# Beekeepers beekeeping > Local associations >  association near city of St. Andrews

## gary cain

Hello from Texas, United States.  Looking to meet bee folks during vacation closeby St. Andrews in July 2015.   
It'll be difficult to set up a calendar for a year away but maybe I'll get lucky to go to a honeybee club meeting or seminar or apiary during that time.  I'm going to the 2015 British Open and would like to mix bees with golf :Smile: . 
Thx for your help.
Gary Cain

----------


## gavin

Howday Gary!

The Fife Beekeepers Association has several members around St Andrews and I'm sure that you'll find them welcoming.  Janice herself (the secretary) lives close to St Andrews.  Last I heard she was having computer trouble, so I'll send you another possible contact by private message.

G.

----------


## gary cain

Howdy :Smile: .....thot I'd spare you the Texan talk on my first post :Smile: ...but since yall brot it up :Smile: 
Many thanks for yall's help....I'll contact these folks.....looking forward to hopefully getting together with bee people when I come in town.
Bee info: I have built two topbar hives...1st is beeactive.  Hoping to split it into other topbar soon.  Also building a russian hive:  long like a topbar hive but uses deep 'lang' frames.

----------


## gavin

Dang!  I spelled Howdy wrong ...

Fife has its top-bar enthusiasts too.  The clash of cultures between the guy with the golf attire and the wide-brimmed cowboy hat, and the local top-bar folk with their low footprint living would be worth watching!  

There's a chance that your visit might coincide with one of their apiary visits.  I'm sure someone would be willing to take you along.

http://www.fifebeekeepers.co.uk/programme.html

----------

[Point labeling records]
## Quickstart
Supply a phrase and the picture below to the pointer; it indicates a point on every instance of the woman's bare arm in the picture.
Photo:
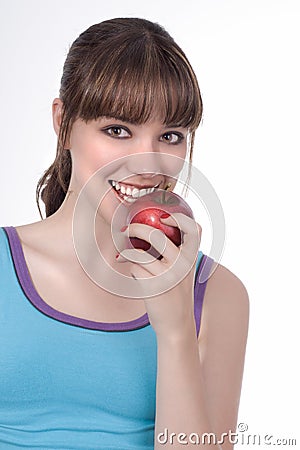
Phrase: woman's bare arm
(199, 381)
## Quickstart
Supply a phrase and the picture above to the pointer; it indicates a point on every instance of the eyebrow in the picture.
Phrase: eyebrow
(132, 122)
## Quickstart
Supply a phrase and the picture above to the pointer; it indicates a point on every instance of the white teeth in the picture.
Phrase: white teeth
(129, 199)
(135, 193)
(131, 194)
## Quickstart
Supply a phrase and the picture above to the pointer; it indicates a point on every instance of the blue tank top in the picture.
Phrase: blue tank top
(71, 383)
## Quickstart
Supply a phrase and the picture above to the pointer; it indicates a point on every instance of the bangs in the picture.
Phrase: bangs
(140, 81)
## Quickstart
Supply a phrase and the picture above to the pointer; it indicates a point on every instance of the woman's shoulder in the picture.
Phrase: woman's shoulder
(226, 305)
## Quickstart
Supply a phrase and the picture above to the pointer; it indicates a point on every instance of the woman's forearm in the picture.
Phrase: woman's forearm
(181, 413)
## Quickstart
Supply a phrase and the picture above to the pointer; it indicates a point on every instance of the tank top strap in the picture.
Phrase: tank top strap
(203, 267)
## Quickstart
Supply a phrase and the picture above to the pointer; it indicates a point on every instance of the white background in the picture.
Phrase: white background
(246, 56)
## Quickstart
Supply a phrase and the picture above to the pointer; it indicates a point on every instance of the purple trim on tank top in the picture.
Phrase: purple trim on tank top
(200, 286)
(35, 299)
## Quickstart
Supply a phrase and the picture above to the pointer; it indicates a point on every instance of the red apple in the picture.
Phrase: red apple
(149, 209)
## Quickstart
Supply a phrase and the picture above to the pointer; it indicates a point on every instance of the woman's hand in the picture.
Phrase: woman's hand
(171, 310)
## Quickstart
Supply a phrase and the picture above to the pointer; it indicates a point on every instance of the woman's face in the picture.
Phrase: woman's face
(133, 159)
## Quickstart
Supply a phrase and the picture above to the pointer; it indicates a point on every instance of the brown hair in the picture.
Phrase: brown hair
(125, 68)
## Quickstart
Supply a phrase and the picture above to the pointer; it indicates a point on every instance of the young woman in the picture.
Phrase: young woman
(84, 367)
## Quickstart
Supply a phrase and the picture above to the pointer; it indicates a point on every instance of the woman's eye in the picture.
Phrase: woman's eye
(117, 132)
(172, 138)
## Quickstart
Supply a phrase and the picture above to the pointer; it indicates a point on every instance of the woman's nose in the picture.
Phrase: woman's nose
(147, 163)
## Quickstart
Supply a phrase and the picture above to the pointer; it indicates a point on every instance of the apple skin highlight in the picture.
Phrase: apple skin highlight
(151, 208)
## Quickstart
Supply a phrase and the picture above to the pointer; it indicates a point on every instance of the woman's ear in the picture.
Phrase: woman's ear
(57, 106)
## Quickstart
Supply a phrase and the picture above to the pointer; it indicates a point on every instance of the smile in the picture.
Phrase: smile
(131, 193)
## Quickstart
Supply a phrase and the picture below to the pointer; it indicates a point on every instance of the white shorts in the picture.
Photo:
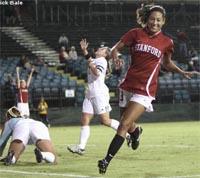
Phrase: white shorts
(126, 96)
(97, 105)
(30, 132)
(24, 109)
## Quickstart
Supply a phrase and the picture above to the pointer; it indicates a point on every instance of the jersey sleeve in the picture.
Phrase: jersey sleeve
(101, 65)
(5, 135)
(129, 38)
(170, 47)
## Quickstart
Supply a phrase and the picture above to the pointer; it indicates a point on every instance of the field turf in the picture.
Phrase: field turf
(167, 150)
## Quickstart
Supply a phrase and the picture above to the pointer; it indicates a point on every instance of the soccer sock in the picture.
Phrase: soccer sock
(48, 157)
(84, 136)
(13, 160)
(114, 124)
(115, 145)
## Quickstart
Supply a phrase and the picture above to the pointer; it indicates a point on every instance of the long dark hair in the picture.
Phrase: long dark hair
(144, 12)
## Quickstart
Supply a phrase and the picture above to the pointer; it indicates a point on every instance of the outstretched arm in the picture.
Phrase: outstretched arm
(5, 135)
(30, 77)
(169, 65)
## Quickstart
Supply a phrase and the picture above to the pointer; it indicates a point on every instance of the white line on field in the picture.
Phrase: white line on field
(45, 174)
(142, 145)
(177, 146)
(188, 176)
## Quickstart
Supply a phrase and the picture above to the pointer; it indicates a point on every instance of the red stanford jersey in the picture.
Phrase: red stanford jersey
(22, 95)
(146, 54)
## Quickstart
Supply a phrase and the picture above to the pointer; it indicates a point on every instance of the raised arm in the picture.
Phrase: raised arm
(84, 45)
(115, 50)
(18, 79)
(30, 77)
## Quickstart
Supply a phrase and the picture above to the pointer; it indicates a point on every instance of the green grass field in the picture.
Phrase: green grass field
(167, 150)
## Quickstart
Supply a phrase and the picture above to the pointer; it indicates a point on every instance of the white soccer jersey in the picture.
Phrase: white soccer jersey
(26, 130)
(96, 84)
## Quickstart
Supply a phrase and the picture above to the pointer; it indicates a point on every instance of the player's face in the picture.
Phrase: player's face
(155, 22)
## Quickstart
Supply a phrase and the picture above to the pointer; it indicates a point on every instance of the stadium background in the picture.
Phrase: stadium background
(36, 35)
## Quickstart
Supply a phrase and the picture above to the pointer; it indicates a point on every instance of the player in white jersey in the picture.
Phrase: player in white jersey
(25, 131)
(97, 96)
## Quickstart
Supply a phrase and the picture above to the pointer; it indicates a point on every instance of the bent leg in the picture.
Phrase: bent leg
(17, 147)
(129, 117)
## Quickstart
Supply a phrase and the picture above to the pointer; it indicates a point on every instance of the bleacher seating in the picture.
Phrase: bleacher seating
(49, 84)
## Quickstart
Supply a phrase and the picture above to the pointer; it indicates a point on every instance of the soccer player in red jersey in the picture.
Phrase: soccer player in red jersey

[ACTIONS TO TAKE]
1. According to the St. Andrews beekeeping thread, which event is Gary Cain attending in 2015?
2. Write out everything in the St. Andrews beekeeping thread from "Hello from Texas, United" down to "by private message.".
3. In the St. Andrews beekeeping thread, rewrite the paragraph beginning "The Fife Beekeepers Association has several members" more briefly, keeping its main facts.
These records come from a different source than the text above.

[SOLVED TASKS]
1. The 2015 British Open.

2.
Hello from Texas, United States.  Looking to meet bee folks during vacation closeby St. Andrews in July 2015.   
It'll be difficult to set up a calendar for a year away but maybe I'll get lucky to go to a honeybee club meeting or seminar or apiary during that time.  I'm going to the 2015 British Open and would like to mix bees with golf :Smile: . 
Thx for your help.
Gary Cain

----------


## gavin

Howday Gary!

The Fife Beekeepers Association has several members around St Andrews and I'm sure that you'll find them welcoming.  Janice herself (the secretary) lives close to St Andrews.  Last I heard she was having computer trouble, so I'll send you another possible contact by private message.

3. The Fife Beekeepers Association has several welcoming members around St Andrews, including its secretary, Janice, who lives nearby. Since she was reportedly having computer trouble, another possible contact will be sent by private message.